Text shown

□ □ □ □

So, now I am nervous because I am going to collect my things. Uhh, I have a huge friggin’ painting at his house too. What am I going to do with that? Tie it to my back and hop on the broad street line. Damn.

In the meantime. I kissed someone. So, kill me. That’s another story.

Sunday, Sunday Sunday

20 Jun

I thought I would get up early this morning and have plenty of time to go to the gym, get my nails done, relax and so many great things before I was supposed to meet some guy for coffee. Soon it was 11 a.m. and I was supposed to meet up with him at 2 on the opposite side of town. Opps! So instead of getting a pedicure I got a nail polish change.

It was actually a pretty annoying experience. I did actually have plenty of time to get a pedicure but when I walked in the owner said she could start in 10 minutes. Then, after 20 minutes passed she said I could start soaking my feet. Then I sat with my feet in the cold water for 20 minutes and I saw that the guy who would actually be giving me a pedicure was painting at a snail’s pace and he kept getting nail polish all over the girls’ toes.  I started getting frustrated because I knew I couldn’t wait for him to take an hour to do my toes and I didn’t want to be completely rude either and walk out. So I asked for a polish change and it still took him 20 minutes after starting. Plus I didn’t love any of the colors they had there so I chose a color I already had at home which is Elephantastic Pink by OPI. Sorry that was such a rant but come on! Just paint my nails! Grrr!!

□ □ □ □

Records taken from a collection

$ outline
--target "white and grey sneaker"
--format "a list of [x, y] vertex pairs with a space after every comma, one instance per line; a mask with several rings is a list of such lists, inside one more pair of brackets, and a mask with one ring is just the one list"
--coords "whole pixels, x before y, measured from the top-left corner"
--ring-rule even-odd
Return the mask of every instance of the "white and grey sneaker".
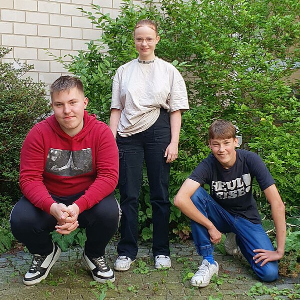
[[198, 270], [190, 279], [190, 284], [193, 286], [204, 287], [208, 285], [214, 274], [218, 271], [218, 264], [216, 261], [216, 264], [210, 263], [206, 259], [204, 259], [201, 265], [198, 267]]
[[171, 266], [171, 259], [169, 256], [166, 255], [156, 255], [155, 257], [156, 268], [170, 268]]
[[228, 232], [226, 233], [226, 238], [224, 241], [224, 248], [226, 253], [234, 256], [240, 256], [242, 255], [240, 247], [236, 244], [236, 233]]
[[33, 285], [46, 279], [50, 269], [60, 257], [61, 252], [60, 248], [54, 243], [53, 250], [48, 255], [34, 254], [29, 270], [23, 278], [24, 284]]
[[114, 271], [107, 264], [105, 256], [97, 258], [89, 257], [84, 251], [82, 260], [92, 272], [94, 280], [98, 282], [104, 283], [108, 280], [112, 282], [114, 282], [116, 277]]
[[136, 261], [125, 255], [120, 255], [116, 260], [114, 267], [118, 271], [126, 271], [129, 269], [131, 264]]

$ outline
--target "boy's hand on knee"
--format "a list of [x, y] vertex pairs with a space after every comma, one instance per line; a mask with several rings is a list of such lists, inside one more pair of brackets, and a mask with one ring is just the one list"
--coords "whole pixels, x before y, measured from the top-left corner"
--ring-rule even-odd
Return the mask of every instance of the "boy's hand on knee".
[[258, 254], [253, 256], [253, 259], [255, 260], [256, 263], [258, 263], [262, 261], [260, 266], [262, 266], [268, 261], [278, 260], [282, 257], [282, 254], [280, 253], [277, 250], [272, 251], [271, 250], [265, 250], [264, 249], [256, 249], [253, 250], [253, 252], [258, 252]]
[[221, 241], [222, 234], [214, 227], [208, 229], [210, 236], [210, 241], [214, 244], [218, 244]]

□ □ □ □

Work task
Translate the sentence "So instead of getting a pedicure I got a nail polish change." from the text about the pedicure into Spanish.

Worked solution
Así que, en lugar de hacerme una pedicura, me hice un cambio de esmalte de uñas.